**STATED GOAL:** Output each line of the material exactly as it stands.

**RECORDED INFORMATION:**
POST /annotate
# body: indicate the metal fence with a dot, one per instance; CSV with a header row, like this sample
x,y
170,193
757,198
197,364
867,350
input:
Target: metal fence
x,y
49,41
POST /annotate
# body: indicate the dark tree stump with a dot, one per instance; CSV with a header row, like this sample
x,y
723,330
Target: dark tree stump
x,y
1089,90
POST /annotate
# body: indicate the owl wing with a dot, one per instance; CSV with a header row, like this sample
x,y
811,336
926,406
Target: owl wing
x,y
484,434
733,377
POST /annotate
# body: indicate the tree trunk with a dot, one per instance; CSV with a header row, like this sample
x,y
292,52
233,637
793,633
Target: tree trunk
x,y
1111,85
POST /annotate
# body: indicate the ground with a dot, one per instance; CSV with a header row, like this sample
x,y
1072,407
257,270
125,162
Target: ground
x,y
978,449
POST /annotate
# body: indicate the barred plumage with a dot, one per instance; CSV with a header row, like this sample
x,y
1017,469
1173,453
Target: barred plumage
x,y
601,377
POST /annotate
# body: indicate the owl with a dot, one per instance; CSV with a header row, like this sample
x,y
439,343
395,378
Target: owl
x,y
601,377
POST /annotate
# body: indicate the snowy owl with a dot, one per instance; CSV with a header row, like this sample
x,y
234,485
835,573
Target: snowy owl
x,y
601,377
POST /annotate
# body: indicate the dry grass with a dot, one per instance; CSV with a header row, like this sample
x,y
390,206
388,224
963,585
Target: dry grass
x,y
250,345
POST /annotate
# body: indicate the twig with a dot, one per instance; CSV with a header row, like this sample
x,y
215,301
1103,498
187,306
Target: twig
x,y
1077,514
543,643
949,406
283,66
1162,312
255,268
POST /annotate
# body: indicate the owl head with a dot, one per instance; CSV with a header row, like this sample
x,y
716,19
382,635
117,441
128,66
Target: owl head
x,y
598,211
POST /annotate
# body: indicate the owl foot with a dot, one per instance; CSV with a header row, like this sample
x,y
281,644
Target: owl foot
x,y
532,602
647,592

**RESULT:**
POST /annotate
# body: indicate the metal fence with a dot, one per instance; CSV with a header row, like this sample
x,y
170,193
757,198
197,364
867,350
input:
Target: metal fence
x,y
49,41
POST /annotate
# body: indicate the dark tree stump with a dot, one per instance; CSV with a header row, like this sample
x,y
723,330
Target: dark tree stump
x,y
1089,90
POST /annotate
# body: indicate the owl wing with a dot, one per instance; CSV with a header row, like this sample
x,y
811,336
926,406
Target: owl wing
x,y
484,434
733,377
POST /annotate
# body: indicate the tree trunk with a dot, one per instance; CSV with a header row, like this sample
x,y
292,52
233,637
793,633
Target: tree trunk
x,y
1111,85
POST /annotate
# body: indicate the ground with a dot, one per instance; CSV with a header row, like this sample
x,y
1072,407
257,270
125,162
Target: ground
x,y
978,449
POST /annotate
# body: indicate the barred plumage with a dot, one per instance; CSV with a header row, like this sample
x,y
1017,469
1173,453
Target: barred plumage
x,y
601,377
POST /annotate
# body: indicate the owl with a dot, one per instance; CSV with a header row, like this sample
x,y
439,343
395,378
Target: owl
x,y
601,377
POST /annotate
# body: indicate the snowy owl with a dot, one per instance; CSV with a header row, like this sample
x,y
234,485
835,573
Target: snowy owl
x,y
601,377
POST /annotate
# body: indicate the dry grass with a dot, one per instance; CSV with a header row, like this sample
x,y
390,206
388,224
963,585
Target: dry grass
x,y
250,345
POST /annotate
# body: indicate the twig with a dot, one per instance; CSV with a header row, like this sample
x,y
215,301
1103,498
187,306
Target: twig
x,y
1077,514
543,643
949,406
283,66
1162,312
255,268
POST /annotate
# body: indicate the owl head with a dot, one per instance; CSV with a header row, like this sample
x,y
716,19
382,635
117,441
128,66
Target: owl head
x,y
598,211
POST /annotate
# body: indicate the owl foot with a dot, one per instance; CSV with a header row, like this sample
x,y
281,644
Target: owl foot
x,y
532,602
647,592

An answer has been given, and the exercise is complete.